→ **Records for the exercise**:
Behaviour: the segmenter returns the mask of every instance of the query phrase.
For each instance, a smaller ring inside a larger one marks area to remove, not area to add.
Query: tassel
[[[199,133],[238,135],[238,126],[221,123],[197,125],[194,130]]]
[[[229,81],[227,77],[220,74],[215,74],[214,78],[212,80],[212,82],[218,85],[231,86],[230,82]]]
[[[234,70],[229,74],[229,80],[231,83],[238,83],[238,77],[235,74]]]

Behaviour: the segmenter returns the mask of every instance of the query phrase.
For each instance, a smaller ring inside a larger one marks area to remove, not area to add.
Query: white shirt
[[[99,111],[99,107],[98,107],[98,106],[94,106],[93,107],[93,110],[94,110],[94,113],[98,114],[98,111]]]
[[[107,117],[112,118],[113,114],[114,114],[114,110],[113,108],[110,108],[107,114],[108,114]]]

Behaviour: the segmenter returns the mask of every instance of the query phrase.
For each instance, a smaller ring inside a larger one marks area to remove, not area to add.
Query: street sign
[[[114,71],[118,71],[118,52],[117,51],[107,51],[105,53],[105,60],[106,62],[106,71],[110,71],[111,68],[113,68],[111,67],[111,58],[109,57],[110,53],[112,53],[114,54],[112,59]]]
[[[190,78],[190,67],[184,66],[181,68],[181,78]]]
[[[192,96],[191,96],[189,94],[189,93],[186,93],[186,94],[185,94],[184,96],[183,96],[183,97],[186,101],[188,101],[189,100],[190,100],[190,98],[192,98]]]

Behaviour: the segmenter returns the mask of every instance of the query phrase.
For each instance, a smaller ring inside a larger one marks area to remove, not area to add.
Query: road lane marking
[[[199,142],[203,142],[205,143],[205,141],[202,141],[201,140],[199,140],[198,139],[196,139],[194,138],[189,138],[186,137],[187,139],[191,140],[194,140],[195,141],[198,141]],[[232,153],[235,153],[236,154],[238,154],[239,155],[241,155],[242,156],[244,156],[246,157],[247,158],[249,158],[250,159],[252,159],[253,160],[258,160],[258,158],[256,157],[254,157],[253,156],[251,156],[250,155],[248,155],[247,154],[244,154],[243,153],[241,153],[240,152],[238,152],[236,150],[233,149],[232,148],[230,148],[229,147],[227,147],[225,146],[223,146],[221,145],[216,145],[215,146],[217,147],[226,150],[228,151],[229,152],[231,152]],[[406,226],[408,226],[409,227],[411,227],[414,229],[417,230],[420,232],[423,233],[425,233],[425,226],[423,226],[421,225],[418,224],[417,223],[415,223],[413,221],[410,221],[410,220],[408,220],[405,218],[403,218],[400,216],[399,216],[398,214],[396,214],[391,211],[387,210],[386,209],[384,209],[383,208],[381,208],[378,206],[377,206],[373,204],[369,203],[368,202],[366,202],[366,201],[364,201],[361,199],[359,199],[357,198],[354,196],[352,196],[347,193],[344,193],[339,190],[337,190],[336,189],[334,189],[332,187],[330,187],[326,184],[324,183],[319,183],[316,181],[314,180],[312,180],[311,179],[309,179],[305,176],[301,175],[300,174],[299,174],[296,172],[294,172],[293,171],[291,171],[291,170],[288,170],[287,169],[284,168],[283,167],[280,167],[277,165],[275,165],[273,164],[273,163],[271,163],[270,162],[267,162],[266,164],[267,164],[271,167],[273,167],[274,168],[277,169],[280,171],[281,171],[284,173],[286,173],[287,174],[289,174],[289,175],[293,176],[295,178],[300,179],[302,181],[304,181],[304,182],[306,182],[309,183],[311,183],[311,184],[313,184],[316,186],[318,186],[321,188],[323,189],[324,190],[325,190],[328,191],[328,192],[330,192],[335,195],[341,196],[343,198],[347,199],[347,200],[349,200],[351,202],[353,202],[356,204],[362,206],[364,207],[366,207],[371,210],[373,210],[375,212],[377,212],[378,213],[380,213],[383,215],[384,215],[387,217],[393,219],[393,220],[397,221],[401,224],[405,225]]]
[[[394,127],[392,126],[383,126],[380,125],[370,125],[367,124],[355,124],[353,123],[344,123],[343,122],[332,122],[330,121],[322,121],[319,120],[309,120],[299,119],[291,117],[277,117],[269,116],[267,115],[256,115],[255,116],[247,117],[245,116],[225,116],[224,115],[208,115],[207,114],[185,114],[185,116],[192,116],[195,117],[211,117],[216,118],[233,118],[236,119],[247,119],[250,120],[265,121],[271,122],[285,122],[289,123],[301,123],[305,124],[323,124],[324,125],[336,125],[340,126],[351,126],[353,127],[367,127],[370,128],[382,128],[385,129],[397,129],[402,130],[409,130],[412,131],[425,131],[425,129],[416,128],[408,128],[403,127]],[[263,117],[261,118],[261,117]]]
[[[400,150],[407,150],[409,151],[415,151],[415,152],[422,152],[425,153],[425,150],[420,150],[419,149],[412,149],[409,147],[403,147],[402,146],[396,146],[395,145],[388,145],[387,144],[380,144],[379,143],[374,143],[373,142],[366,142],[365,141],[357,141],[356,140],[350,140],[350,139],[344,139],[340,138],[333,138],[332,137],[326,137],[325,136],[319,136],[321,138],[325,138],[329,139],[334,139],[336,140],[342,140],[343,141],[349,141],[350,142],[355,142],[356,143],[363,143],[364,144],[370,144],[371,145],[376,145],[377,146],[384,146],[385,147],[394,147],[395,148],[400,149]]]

→ **Stated task**: Swap each occurrence of "query phrase" in the listing above for "search term", and reproduce the full listing with no other changes.

→ **Task answer**:
Behaviour: the segmenter returns the mask of every instance of the search term.
For each instance, a smaller ring inside a larger one marks area to remove, not area to add.
Query: tassel
[[[199,133],[238,135],[238,126],[221,123],[197,125],[194,130]]]
[[[229,81],[227,77],[220,74],[215,74],[214,78],[212,80],[212,82],[218,85],[231,86],[230,82]]]
[[[234,70],[229,74],[229,80],[231,83],[238,83],[238,77],[235,74]]]

Behaviour: the segmenter returns the mask of every instance of the search term.
For each instance, a smaller ring inside a larger one marks area to remove, not area to add.
Query: white shirt
[[[99,111],[99,107],[98,107],[98,106],[94,106],[93,107],[93,110],[94,110],[94,113],[98,114],[98,111]]]
[[[107,117],[112,118],[113,114],[114,114],[114,110],[113,108],[110,108],[107,114],[108,114]]]

Behaviour: the segmenter returns the mask of every instance of the search term.
For each instance, a smaller ring inside a larger one marks area to remove, not area to add.
Query: street sign
[[[114,71],[118,71],[118,52],[117,51],[107,51],[105,53],[105,60],[106,62],[106,71],[110,71],[111,68],[113,68],[111,67],[111,58],[109,57],[110,53],[112,53],[114,54],[112,59]]]
[[[190,78],[190,67],[184,66],[181,68],[181,78]]]
[[[192,96],[191,96],[189,94],[189,93],[186,93],[186,94],[185,94],[184,96],[183,96],[183,97],[186,101],[188,101],[189,100],[190,100],[190,98],[192,98]]]

Behaviour: the segmenter returns the mask of every instance of the search term.
For each instance, a smaller ring inside a larger one marks area to remove, not area to add.
Query: road lane marking
[[[199,142],[203,142],[205,143],[205,141],[202,141],[201,140],[199,140],[198,139],[196,139],[194,138],[189,138],[186,137],[187,139],[191,140],[194,140],[195,141],[198,141]],[[232,153],[235,153],[236,154],[238,154],[239,155],[241,155],[242,156],[244,156],[246,157],[247,158],[249,158],[250,159],[252,159],[253,160],[258,160],[258,158],[256,157],[254,157],[253,156],[251,156],[250,155],[248,155],[247,154],[244,154],[243,153],[241,153],[240,152],[238,152],[236,150],[233,149],[232,148],[230,148],[229,147],[227,147],[225,146],[223,146],[221,145],[216,145],[215,146],[217,147],[226,150],[228,151],[229,152],[231,152]],[[406,226],[408,226],[409,227],[411,227],[414,229],[417,230],[420,232],[423,233],[425,233],[425,226],[423,226],[421,225],[418,224],[417,223],[415,223],[413,221],[410,221],[410,220],[408,220],[405,218],[403,218],[400,216],[399,216],[398,214],[396,214],[391,211],[387,210],[386,209],[384,209],[383,208],[381,208],[378,206],[377,206],[373,204],[369,203],[368,202],[366,202],[366,201],[364,201],[361,199],[359,199],[357,198],[354,196],[352,196],[347,193],[344,193],[339,190],[337,190],[336,189],[334,189],[332,187],[330,187],[326,184],[324,183],[319,183],[316,181],[314,180],[312,180],[311,179],[309,179],[305,176],[301,175],[300,174],[299,174],[296,172],[294,172],[293,171],[291,171],[291,170],[288,170],[287,169],[284,168],[283,167],[280,167],[277,165],[275,165],[273,164],[273,163],[271,163],[270,162],[267,162],[266,164],[267,164],[271,167],[273,167],[274,168],[277,169],[280,171],[281,171],[284,173],[286,173],[287,174],[289,174],[289,175],[293,176],[295,178],[300,179],[302,181],[304,181],[304,182],[306,182],[309,183],[311,183],[311,184],[313,184],[316,186],[318,186],[321,188],[323,189],[324,190],[325,190],[328,191],[328,192],[330,192],[335,195],[341,196],[343,198],[347,199],[347,200],[349,200],[351,202],[353,202],[356,204],[362,206],[364,207],[366,207],[371,210],[373,210],[375,212],[377,212],[378,213],[380,213],[383,215],[384,215],[387,217],[393,219],[393,220],[397,221],[401,224],[405,225]]]
[[[394,127],[392,126],[383,126],[380,125],[370,125],[367,124],[355,124],[353,123],[344,123],[343,122],[332,122],[330,121],[322,121],[319,120],[309,120],[299,119],[291,117],[277,117],[269,116],[267,115],[256,115],[255,116],[247,117],[245,116],[225,116],[224,115],[208,115],[207,114],[185,114],[185,116],[192,116],[195,117],[211,117],[216,118],[233,118],[236,119],[247,119],[250,120],[265,121],[271,122],[285,122],[289,123],[301,123],[305,124],[323,124],[324,125],[336,125],[340,126],[351,126],[353,127],[367,127],[370,128],[382,128],[385,129],[397,129],[402,130],[409,130],[412,131],[425,131],[425,129],[416,128],[408,128],[403,127]],[[263,117],[261,118],[261,117]]]
[[[400,150],[407,150],[409,151],[415,151],[415,152],[422,152],[425,153],[425,150],[420,150],[419,149],[412,149],[409,147],[403,147],[402,146],[396,146],[395,145],[388,145],[387,144],[380,144],[379,143],[374,143],[373,142],[366,142],[365,141],[357,141],[356,140],[350,140],[350,139],[344,139],[340,138],[333,138],[332,137],[326,137],[325,136],[319,136],[321,138],[325,138],[329,139],[334,139],[336,140],[342,140],[343,141],[349,141],[350,142],[355,142],[356,143],[363,143],[364,144],[370,144],[371,145],[376,145],[377,146],[384,146],[385,147],[394,147],[395,148],[400,149]]]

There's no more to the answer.